What to work on: Where the string "tufted" appears in a line of the data, show that line.

The data:
----------------

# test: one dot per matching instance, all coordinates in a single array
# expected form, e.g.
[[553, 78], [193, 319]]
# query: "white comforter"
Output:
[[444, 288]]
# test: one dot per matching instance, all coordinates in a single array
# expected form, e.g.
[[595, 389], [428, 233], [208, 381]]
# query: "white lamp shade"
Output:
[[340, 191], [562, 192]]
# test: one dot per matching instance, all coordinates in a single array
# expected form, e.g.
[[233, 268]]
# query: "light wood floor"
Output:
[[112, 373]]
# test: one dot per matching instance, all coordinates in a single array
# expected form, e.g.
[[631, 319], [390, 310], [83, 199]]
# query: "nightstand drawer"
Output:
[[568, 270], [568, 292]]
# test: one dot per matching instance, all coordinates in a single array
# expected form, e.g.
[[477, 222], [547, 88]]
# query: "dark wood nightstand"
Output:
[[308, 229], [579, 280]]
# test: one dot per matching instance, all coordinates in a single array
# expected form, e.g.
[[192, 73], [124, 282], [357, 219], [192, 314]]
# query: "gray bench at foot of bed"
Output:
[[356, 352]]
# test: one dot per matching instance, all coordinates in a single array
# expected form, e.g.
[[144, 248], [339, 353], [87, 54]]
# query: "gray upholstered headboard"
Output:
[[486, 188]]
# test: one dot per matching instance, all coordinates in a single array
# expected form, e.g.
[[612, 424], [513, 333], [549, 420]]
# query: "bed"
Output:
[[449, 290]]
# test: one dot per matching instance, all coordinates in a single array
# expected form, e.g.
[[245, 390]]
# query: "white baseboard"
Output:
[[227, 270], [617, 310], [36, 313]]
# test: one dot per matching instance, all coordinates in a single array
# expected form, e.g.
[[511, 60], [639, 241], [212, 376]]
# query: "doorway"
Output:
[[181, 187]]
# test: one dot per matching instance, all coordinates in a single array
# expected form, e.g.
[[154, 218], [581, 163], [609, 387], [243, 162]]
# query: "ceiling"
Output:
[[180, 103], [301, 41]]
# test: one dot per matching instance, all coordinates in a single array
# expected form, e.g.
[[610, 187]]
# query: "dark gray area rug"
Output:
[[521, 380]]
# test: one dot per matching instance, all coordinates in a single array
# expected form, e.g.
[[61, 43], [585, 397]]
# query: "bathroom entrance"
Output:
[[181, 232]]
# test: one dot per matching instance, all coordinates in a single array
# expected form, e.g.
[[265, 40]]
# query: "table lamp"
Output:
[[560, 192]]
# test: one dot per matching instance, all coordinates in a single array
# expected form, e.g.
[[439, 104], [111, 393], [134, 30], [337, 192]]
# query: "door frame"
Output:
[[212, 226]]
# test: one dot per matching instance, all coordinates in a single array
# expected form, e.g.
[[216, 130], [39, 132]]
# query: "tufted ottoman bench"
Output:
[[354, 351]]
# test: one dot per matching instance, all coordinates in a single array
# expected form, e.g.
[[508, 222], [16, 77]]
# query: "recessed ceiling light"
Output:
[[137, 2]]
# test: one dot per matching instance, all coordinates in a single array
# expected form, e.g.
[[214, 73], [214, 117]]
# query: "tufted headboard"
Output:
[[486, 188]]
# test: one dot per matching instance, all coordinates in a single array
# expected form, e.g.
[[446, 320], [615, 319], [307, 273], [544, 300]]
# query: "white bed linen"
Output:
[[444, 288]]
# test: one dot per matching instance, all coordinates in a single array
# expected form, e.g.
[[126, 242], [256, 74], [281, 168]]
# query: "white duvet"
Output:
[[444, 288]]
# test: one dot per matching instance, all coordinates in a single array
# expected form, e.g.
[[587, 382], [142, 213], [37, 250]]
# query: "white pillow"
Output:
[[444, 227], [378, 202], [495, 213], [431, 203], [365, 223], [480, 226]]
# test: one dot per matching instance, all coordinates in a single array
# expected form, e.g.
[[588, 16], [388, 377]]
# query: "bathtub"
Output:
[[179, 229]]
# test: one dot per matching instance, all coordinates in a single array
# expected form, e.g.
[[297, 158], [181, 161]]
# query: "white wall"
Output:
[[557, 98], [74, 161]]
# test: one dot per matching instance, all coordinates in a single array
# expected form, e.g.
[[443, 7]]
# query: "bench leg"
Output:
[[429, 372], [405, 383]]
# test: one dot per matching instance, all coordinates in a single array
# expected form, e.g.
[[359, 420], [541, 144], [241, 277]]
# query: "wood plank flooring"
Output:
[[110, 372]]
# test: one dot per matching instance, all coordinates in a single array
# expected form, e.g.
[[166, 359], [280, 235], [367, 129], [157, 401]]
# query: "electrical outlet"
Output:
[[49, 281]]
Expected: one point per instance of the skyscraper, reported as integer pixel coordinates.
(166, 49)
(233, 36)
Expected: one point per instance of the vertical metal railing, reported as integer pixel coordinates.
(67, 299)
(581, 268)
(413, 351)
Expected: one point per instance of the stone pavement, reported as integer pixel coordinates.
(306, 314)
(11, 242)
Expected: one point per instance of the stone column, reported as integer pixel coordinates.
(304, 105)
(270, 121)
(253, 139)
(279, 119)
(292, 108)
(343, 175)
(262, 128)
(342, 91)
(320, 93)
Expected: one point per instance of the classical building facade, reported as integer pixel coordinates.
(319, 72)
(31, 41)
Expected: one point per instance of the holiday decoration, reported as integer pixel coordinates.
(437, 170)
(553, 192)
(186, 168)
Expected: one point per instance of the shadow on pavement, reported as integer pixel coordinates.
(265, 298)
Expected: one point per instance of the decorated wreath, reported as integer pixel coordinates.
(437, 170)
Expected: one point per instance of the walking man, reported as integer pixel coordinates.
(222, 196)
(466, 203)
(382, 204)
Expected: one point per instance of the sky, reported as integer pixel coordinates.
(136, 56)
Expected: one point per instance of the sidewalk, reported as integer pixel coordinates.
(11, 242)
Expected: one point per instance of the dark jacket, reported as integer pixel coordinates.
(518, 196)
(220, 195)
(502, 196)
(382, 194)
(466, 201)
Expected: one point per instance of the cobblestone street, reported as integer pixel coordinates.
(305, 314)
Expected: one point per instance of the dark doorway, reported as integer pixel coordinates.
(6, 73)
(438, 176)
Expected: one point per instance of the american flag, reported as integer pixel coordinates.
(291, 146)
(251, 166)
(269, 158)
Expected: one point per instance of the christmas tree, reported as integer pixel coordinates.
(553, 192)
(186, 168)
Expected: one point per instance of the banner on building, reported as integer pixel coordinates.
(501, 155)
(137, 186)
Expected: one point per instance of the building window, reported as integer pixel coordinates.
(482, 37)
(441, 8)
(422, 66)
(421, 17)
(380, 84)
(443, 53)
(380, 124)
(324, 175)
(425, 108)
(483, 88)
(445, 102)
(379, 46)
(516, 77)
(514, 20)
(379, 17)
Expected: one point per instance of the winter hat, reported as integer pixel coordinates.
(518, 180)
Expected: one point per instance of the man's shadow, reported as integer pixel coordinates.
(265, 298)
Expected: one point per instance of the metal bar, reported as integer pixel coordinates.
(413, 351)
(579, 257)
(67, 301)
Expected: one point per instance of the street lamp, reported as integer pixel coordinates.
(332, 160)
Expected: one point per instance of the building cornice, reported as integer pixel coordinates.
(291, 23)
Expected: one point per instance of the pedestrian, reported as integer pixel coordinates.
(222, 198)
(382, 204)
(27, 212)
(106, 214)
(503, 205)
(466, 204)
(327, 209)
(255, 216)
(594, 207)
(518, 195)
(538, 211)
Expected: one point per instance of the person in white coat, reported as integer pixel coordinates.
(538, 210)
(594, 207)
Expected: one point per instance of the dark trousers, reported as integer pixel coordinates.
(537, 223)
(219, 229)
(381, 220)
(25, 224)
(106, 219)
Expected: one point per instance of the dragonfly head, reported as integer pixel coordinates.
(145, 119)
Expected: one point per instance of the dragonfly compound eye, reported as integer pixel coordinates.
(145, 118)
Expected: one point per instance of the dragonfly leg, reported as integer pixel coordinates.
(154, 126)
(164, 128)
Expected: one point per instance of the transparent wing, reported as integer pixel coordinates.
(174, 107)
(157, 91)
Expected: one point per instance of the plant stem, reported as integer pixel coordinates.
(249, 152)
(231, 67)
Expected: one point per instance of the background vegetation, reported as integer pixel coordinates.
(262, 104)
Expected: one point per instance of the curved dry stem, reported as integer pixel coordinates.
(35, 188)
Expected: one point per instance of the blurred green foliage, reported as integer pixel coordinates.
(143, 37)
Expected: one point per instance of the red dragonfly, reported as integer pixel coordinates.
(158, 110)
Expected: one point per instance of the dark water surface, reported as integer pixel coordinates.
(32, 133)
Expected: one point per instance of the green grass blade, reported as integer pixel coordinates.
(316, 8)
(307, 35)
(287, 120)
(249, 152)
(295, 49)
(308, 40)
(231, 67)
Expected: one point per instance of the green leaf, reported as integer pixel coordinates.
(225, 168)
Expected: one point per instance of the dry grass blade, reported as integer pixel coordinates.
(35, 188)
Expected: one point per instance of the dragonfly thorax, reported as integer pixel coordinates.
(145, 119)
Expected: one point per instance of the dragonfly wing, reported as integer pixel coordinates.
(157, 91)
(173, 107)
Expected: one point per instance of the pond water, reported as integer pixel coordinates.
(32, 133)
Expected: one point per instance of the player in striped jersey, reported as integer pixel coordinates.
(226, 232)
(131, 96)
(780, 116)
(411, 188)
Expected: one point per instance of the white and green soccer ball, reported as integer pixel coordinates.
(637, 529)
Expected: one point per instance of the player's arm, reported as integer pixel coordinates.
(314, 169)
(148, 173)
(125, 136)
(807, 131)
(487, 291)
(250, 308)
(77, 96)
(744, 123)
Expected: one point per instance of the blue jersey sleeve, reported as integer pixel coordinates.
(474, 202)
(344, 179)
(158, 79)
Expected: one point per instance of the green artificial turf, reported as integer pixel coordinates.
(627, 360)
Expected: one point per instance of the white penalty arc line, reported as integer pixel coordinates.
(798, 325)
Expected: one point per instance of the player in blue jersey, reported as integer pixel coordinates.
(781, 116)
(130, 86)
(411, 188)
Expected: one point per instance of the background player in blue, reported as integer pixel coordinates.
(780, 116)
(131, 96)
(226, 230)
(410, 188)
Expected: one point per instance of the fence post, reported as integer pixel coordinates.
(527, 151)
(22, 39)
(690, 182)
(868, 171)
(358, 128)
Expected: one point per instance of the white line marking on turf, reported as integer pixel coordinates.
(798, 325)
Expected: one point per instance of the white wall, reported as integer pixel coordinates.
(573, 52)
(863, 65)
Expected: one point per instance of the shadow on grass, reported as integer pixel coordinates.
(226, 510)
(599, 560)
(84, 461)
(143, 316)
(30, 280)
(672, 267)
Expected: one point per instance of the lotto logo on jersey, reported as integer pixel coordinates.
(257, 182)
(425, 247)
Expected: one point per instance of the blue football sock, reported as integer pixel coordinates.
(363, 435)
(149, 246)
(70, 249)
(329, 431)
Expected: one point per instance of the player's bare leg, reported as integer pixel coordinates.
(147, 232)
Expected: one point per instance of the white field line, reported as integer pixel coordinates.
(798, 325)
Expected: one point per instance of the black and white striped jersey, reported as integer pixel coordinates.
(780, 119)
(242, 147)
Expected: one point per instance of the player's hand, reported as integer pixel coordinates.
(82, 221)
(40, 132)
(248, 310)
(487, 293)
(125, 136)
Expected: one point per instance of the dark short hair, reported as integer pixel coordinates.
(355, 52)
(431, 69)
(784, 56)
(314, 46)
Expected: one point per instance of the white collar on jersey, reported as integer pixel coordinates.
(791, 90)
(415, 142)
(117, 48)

----------------

Solution for this problem:
# query: "tufted ottoman bench"
# query: "tufted headboard"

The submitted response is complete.